## Activity
Can you pick up the op-ed defending Orthodox rescue efforts during the Holocaust where it leaves off and keep it going?
Selected excerpt below:
Machlokes / Controversy

Jewish World Review June 5, 2000 / 2 Sivan, 5760

Members of the Union of Orthodox Rabbis of the United States
and Canada march at Washington on October 6, 1943 in an effort
to draw attention to the plight of Jews trapped in Hitler's Germany.
When nobody else would, religious Jews were willing to save their brethren; they should be honored, not charged

By Jonathan Rosenblum -- DURING THE HOLOCAUST, ultra-Orthodox American rabbis focused on saving several hundred Polish Talmudic scholars, ignoring the suffering of millions of other Jews, who were eventually murdered by the Nazis. So Efraim Zuroff has been telling anyone who would listen (AP, The Jerusalem Post, Baltimore Sun) in order to promote his new book, The Response of Orthodox Jewry in the United States to the Holocaust.

That charge contains as many lies as words.

Would that the American communal framework had been as devoted to rescue as the Orthodox, or devoted at all. David Wyman, author of The Abandonment of the Jews (and a non-Jew with no axe to grind), characterizes American Jewish leaders during the Holocaust as "unable to break out of a business-as-usual pattern."

When Polish underground leader Jan Karski set out to alert the Jews of Britain and the United States in late 1942 to the Final Solution, his Jewish comrades told him sardonically, "Jewish leaders abroad won't be interested. At 11 in the morning you will begin telling them about the anguish of the Jews in Poland, but at 1 o'clock they will ask you to halt the narrative so they can have lunch."

The attitude of the Orthodox could not have been in sharper contrast. The leaders of American Orthodoxy spared no effort. The greatest Eastern European rabbis then in America - Rabbi Aharon Kotler and Rabbi Avraham Kalmonowitz - and the leaders of Agudath Israel violated the Sabbath on numerous occasions for vital rescue activities having nothing to do with yeshivas.
End of Selected excerpt.
Data extract below:
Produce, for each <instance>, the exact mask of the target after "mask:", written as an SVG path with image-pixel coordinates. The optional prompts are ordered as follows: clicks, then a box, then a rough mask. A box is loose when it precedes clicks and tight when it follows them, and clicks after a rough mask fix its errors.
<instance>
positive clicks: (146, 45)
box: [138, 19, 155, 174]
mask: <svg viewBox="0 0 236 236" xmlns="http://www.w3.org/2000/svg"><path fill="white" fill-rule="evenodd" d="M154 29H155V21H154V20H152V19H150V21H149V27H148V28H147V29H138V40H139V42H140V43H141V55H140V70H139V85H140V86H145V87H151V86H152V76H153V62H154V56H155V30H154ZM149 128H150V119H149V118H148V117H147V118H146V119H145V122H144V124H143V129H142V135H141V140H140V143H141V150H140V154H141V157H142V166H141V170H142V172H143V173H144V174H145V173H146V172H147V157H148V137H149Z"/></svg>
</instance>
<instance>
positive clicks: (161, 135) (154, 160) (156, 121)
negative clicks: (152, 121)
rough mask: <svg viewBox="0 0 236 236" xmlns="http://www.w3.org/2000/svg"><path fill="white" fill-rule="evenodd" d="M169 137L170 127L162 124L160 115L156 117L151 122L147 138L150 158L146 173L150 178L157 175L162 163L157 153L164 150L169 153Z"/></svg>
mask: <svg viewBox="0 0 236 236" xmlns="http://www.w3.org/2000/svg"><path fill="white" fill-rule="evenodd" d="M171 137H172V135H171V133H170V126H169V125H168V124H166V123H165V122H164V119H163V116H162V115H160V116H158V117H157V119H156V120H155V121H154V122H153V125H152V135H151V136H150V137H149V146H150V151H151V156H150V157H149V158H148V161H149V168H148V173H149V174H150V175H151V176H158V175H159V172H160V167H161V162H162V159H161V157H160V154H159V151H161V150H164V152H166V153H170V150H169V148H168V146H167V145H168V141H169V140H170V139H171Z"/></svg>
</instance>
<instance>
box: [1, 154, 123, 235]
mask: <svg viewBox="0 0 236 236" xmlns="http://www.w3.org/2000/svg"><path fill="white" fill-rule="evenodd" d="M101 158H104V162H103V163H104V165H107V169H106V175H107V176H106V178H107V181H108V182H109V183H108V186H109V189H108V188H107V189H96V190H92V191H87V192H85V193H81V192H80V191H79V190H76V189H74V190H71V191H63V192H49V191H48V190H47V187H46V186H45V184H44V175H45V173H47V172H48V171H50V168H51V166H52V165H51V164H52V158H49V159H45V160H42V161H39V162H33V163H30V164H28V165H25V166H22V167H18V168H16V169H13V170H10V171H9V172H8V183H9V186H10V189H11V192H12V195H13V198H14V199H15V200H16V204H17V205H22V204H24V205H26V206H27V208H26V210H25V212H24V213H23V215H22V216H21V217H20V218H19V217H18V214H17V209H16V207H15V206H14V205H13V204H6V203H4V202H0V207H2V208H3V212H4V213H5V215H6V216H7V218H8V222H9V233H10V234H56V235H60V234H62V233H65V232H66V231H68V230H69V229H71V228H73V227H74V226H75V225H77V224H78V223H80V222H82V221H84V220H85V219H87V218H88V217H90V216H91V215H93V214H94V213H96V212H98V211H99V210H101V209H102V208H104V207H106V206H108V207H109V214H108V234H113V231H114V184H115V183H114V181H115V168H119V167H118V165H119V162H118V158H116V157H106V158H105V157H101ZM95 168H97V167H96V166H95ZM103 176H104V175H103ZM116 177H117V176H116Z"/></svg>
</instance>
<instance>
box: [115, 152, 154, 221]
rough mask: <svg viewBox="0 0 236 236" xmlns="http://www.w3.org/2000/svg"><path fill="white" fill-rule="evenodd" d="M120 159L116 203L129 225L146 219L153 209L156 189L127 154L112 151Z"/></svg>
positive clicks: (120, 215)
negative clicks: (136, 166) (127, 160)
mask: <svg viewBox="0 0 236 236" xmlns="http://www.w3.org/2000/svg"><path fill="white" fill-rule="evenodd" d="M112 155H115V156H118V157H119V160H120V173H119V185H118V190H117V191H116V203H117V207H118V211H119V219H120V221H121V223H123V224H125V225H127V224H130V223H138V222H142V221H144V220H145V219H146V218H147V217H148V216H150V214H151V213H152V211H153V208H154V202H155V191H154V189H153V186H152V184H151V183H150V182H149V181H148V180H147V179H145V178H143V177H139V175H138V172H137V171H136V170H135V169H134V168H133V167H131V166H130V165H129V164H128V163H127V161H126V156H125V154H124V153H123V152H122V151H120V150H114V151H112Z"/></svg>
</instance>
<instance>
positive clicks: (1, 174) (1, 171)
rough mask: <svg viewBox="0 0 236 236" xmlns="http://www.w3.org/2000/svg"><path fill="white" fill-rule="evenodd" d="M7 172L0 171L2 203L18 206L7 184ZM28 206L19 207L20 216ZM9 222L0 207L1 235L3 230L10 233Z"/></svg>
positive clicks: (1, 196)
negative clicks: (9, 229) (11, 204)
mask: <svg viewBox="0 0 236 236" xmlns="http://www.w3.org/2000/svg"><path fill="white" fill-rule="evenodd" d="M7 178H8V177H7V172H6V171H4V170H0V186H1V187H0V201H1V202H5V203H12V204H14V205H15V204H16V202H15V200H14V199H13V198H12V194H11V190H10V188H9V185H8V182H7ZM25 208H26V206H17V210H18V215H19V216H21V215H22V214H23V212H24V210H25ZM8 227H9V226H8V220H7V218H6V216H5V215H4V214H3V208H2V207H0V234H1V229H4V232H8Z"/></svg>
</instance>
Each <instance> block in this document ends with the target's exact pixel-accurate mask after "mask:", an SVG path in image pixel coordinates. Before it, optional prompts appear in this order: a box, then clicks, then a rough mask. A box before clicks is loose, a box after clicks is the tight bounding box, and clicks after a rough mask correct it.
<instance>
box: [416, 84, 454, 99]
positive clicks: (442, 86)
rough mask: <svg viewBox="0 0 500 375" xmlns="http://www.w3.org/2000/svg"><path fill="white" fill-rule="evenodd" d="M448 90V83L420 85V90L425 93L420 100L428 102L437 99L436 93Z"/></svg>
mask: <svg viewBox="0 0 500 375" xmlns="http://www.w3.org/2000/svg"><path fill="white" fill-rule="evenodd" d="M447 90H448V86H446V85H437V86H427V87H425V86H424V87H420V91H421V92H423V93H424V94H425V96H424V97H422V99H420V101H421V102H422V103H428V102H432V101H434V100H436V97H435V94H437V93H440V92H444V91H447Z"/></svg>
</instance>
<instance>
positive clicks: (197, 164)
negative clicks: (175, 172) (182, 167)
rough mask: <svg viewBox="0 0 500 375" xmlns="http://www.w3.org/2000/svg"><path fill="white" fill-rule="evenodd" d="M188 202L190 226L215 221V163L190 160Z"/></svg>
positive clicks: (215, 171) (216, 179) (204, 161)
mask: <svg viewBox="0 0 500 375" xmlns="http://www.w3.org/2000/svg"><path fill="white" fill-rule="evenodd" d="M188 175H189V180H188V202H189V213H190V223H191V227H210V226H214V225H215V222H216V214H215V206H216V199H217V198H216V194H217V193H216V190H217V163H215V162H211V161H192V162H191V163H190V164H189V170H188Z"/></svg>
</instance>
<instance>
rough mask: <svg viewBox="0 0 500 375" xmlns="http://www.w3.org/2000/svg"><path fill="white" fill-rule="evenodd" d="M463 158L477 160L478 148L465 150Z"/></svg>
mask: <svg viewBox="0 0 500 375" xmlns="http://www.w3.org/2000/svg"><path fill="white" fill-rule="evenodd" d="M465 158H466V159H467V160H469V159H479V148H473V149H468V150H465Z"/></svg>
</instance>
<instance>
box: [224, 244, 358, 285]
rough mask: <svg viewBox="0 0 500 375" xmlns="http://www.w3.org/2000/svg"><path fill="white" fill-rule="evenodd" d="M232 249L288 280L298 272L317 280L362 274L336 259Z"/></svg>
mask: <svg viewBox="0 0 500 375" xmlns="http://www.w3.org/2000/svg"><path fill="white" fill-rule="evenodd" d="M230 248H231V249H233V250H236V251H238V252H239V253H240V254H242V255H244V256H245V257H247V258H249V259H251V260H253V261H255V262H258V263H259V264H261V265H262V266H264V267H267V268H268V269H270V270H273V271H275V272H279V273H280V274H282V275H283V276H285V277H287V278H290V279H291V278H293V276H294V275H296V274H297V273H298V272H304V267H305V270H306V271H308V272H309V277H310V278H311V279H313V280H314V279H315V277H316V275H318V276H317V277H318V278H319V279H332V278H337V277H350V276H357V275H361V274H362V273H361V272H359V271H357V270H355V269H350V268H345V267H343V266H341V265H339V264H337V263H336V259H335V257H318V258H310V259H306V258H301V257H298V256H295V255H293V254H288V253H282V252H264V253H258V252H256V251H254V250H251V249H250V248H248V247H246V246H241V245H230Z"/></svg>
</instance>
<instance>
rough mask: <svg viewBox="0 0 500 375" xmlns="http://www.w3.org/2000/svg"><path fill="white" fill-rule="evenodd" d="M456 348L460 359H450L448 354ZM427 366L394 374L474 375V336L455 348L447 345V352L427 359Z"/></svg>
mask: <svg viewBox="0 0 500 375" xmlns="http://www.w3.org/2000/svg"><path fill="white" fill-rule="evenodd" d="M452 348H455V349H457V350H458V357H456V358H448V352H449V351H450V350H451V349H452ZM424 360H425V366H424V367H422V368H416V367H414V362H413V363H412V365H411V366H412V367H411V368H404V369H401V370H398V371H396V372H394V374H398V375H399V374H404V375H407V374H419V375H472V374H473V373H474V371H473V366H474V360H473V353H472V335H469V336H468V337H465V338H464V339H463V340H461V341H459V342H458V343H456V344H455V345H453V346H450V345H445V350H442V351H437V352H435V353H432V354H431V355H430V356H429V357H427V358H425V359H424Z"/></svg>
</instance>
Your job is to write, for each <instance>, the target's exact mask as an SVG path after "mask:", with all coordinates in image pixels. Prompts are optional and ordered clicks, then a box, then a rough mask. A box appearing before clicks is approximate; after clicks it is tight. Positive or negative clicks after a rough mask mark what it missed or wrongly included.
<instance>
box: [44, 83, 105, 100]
End of Data extract.
## Task response
Treasury Secretary Henry Morgantheau Jr., recorded in his diary how Kalmanowitz "wept and wept and wept" in his office. The old rabbi's tears helped turn Morgantheau into the most ardent supporter of rescue within the Roosevelt Administration. And the fear that the "rabbis will tear the town apart," proved the prod for many a reluctant bureaucrat.

By contrast, Stephen Wise, the leader of mainstream American Jewry, consistently wavered and hesitated in pushing for greater Allied rescue efforts out of his absolute devotion to FDR. His fellow Reform rabbi and rival for leadership of American Jewry, Abba Hillel Silver, was too committed to postwar Jewish statehood to participate at all in the campaign for government rescue action, according to Wyman.

The leaders of American Jewry were neither unified nor mobilized on behalf of rescue. Indeed it was the Orthodox who frequently took the lead in pushing for unity around the cause of European rescue.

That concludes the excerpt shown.